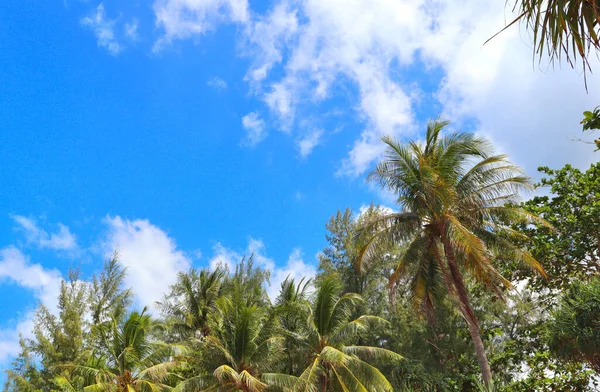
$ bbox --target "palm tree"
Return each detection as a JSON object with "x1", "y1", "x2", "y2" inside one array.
[
  {"x1": 282, "y1": 276, "x2": 402, "y2": 392},
  {"x1": 60, "y1": 309, "x2": 181, "y2": 392},
  {"x1": 358, "y1": 120, "x2": 545, "y2": 384},
  {"x1": 176, "y1": 295, "x2": 289, "y2": 392},
  {"x1": 157, "y1": 268, "x2": 225, "y2": 338},
  {"x1": 486, "y1": 0, "x2": 600, "y2": 75}
]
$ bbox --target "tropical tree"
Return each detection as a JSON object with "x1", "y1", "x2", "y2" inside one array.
[
  {"x1": 548, "y1": 277, "x2": 600, "y2": 374},
  {"x1": 176, "y1": 295, "x2": 289, "y2": 392},
  {"x1": 288, "y1": 277, "x2": 402, "y2": 392},
  {"x1": 492, "y1": 0, "x2": 600, "y2": 76},
  {"x1": 61, "y1": 309, "x2": 181, "y2": 392},
  {"x1": 358, "y1": 120, "x2": 545, "y2": 384},
  {"x1": 274, "y1": 277, "x2": 311, "y2": 375},
  {"x1": 516, "y1": 163, "x2": 600, "y2": 288},
  {"x1": 157, "y1": 268, "x2": 225, "y2": 339}
]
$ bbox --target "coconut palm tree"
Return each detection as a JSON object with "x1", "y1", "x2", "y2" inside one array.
[
  {"x1": 60, "y1": 309, "x2": 181, "y2": 392},
  {"x1": 282, "y1": 277, "x2": 402, "y2": 392},
  {"x1": 358, "y1": 120, "x2": 545, "y2": 384},
  {"x1": 157, "y1": 268, "x2": 225, "y2": 340},
  {"x1": 176, "y1": 288, "x2": 291, "y2": 392}
]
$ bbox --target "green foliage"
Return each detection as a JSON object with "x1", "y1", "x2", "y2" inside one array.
[
  {"x1": 506, "y1": 0, "x2": 600, "y2": 77},
  {"x1": 4, "y1": 133, "x2": 600, "y2": 392},
  {"x1": 581, "y1": 107, "x2": 600, "y2": 151},
  {"x1": 548, "y1": 277, "x2": 600, "y2": 374},
  {"x1": 513, "y1": 163, "x2": 600, "y2": 289},
  {"x1": 358, "y1": 120, "x2": 544, "y2": 384}
]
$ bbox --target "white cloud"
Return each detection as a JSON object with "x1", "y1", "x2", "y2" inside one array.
[
  {"x1": 237, "y1": 0, "x2": 600, "y2": 176},
  {"x1": 267, "y1": 249, "x2": 317, "y2": 300},
  {"x1": 208, "y1": 242, "x2": 243, "y2": 272},
  {"x1": 298, "y1": 129, "x2": 323, "y2": 158},
  {"x1": 12, "y1": 215, "x2": 77, "y2": 251},
  {"x1": 125, "y1": 18, "x2": 139, "y2": 41},
  {"x1": 244, "y1": 2, "x2": 298, "y2": 82},
  {"x1": 242, "y1": 112, "x2": 267, "y2": 147},
  {"x1": 426, "y1": 0, "x2": 600, "y2": 175},
  {"x1": 206, "y1": 76, "x2": 227, "y2": 91},
  {"x1": 153, "y1": 0, "x2": 249, "y2": 51},
  {"x1": 103, "y1": 216, "x2": 191, "y2": 305},
  {"x1": 208, "y1": 237, "x2": 275, "y2": 272},
  {"x1": 80, "y1": 3, "x2": 123, "y2": 56},
  {"x1": 209, "y1": 237, "x2": 317, "y2": 300},
  {"x1": 0, "y1": 247, "x2": 62, "y2": 364}
]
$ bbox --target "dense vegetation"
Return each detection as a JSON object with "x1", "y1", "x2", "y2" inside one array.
[
  {"x1": 4, "y1": 0, "x2": 600, "y2": 392},
  {"x1": 4, "y1": 121, "x2": 600, "y2": 392}
]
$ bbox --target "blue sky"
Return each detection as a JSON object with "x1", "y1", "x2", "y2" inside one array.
[{"x1": 0, "y1": 0, "x2": 600, "y2": 367}]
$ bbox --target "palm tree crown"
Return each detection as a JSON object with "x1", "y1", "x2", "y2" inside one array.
[
  {"x1": 286, "y1": 277, "x2": 402, "y2": 392},
  {"x1": 60, "y1": 309, "x2": 185, "y2": 392},
  {"x1": 358, "y1": 120, "x2": 544, "y2": 383}
]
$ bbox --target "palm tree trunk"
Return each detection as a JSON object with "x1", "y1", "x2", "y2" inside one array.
[
  {"x1": 442, "y1": 237, "x2": 492, "y2": 386},
  {"x1": 321, "y1": 375, "x2": 327, "y2": 392}
]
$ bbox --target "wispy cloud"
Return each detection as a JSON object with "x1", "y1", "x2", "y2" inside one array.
[
  {"x1": 0, "y1": 250, "x2": 62, "y2": 364},
  {"x1": 153, "y1": 0, "x2": 249, "y2": 51},
  {"x1": 206, "y1": 76, "x2": 227, "y2": 91},
  {"x1": 298, "y1": 129, "x2": 323, "y2": 158},
  {"x1": 103, "y1": 216, "x2": 191, "y2": 305},
  {"x1": 80, "y1": 3, "x2": 123, "y2": 56},
  {"x1": 125, "y1": 18, "x2": 139, "y2": 41},
  {"x1": 242, "y1": 112, "x2": 267, "y2": 147},
  {"x1": 12, "y1": 215, "x2": 78, "y2": 251}
]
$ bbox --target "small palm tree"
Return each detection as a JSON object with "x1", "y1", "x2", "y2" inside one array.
[
  {"x1": 282, "y1": 277, "x2": 402, "y2": 392},
  {"x1": 60, "y1": 309, "x2": 180, "y2": 392},
  {"x1": 176, "y1": 295, "x2": 289, "y2": 392},
  {"x1": 358, "y1": 120, "x2": 545, "y2": 384},
  {"x1": 157, "y1": 268, "x2": 225, "y2": 340}
]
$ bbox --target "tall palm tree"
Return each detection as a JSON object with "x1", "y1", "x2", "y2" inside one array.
[
  {"x1": 60, "y1": 309, "x2": 181, "y2": 392},
  {"x1": 176, "y1": 295, "x2": 289, "y2": 392},
  {"x1": 282, "y1": 277, "x2": 402, "y2": 392},
  {"x1": 488, "y1": 0, "x2": 600, "y2": 75},
  {"x1": 157, "y1": 268, "x2": 225, "y2": 339},
  {"x1": 358, "y1": 120, "x2": 545, "y2": 384}
]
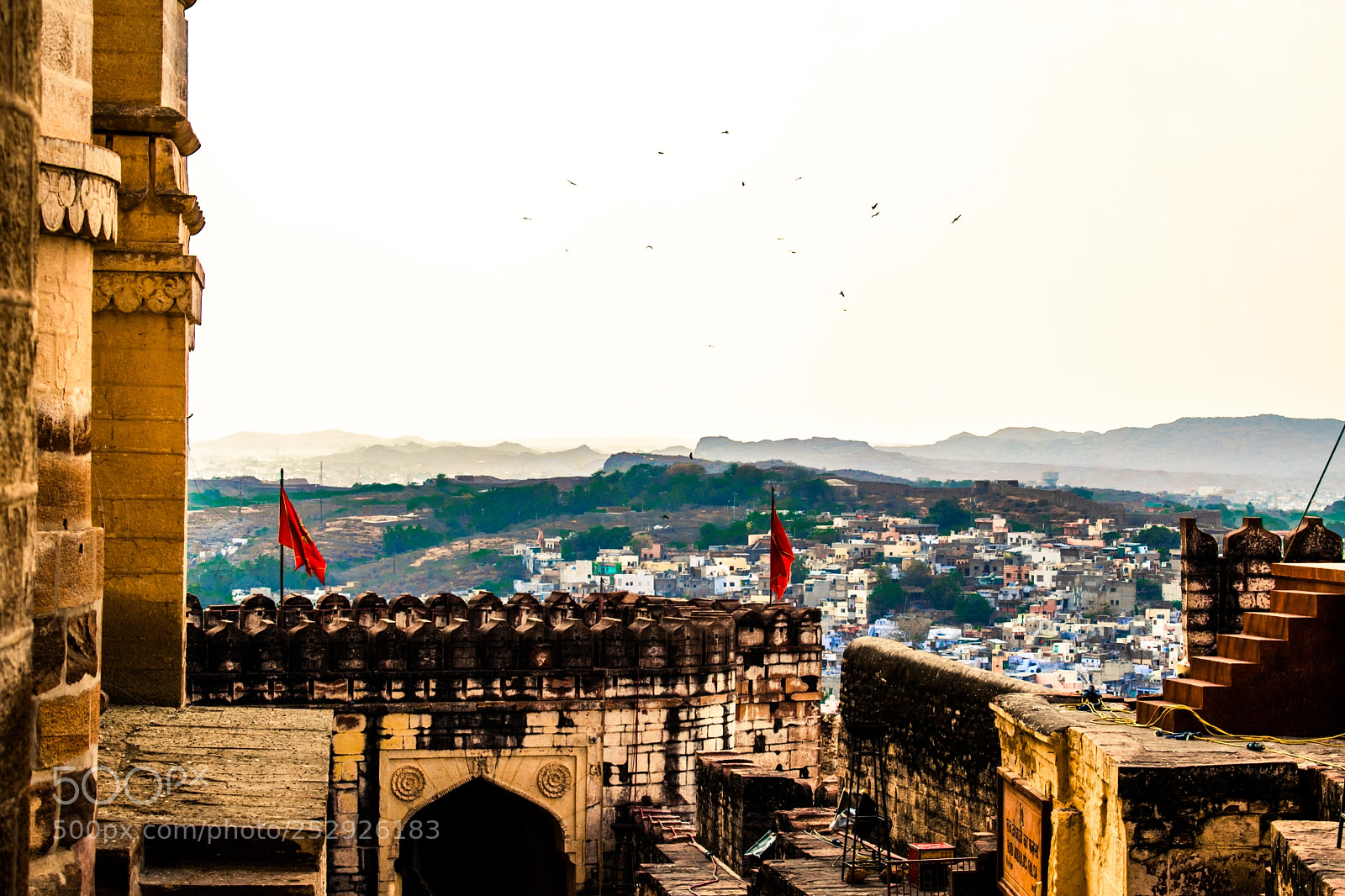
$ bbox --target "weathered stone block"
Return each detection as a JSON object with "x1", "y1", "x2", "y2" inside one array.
[
  {"x1": 66, "y1": 609, "x2": 98, "y2": 685},
  {"x1": 32, "y1": 614, "x2": 66, "y2": 694},
  {"x1": 38, "y1": 689, "x2": 98, "y2": 768}
]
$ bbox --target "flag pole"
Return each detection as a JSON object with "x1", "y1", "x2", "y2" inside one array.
[
  {"x1": 765, "y1": 486, "x2": 775, "y2": 604},
  {"x1": 276, "y1": 466, "x2": 285, "y2": 607}
]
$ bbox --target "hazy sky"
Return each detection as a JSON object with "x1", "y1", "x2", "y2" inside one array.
[{"x1": 188, "y1": 0, "x2": 1345, "y2": 444}]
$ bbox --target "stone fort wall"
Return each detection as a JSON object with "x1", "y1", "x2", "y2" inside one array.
[
  {"x1": 836, "y1": 638, "x2": 1045, "y2": 856},
  {"x1": 187, "y1": 592, "x2": 820, "y2": 893}
]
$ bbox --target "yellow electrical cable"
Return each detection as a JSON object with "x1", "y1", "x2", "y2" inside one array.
[{"x1": 1076, "y1": 703, "x2": 1345, "y2": 747}]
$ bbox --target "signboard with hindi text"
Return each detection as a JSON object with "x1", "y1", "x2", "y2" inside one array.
[{"x1": 1000, "y1": 768, "x2": 1051, "y2": 896}]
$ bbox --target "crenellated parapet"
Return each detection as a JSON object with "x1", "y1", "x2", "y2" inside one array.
[{"x1": 187, "y1": 592, "x2": 820, "y2": 704}]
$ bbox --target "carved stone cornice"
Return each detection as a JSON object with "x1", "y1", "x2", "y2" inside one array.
[
  {"x1": 38, "y1": 137, "x2": 121, "y2": 242},
  {"x1": 92, "y1": 103, "x2": 200, "y2": 156},
  {"x1": 92, "y1": 251, "x2": 206, "y2": 324}
]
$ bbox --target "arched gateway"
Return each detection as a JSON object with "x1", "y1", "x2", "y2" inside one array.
[{"x1": 394, "y1": 777, "x2": 574, "y2": 896}]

**The request**
List each line of the listing above that contains the string "tree". Case counts.

**Answer in full**
$ bbox --target "palm tree"
$ bbox --target "tropical tree"
$ bbox --target "coconut palm tree"
$ bbox --target "palm tree crown"
$ bbox --target "palm tree trunk"
$ bbox --target "small palm tree"
$ bbox --target "tall palm tree"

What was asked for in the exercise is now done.